**WORK INSTRUCTION**
Retype the records exactly.

**Region pointing data**
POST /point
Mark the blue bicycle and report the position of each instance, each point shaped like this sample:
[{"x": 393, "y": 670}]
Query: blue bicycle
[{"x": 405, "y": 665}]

**ANSWER AREA**
POST /point
Mark the blue bicycle and report the position of each instance, each point shaped like this sample:
[{"x": 393, "y": 670}]
Query: blue bicycle
[{"x": 405, "y": 665}]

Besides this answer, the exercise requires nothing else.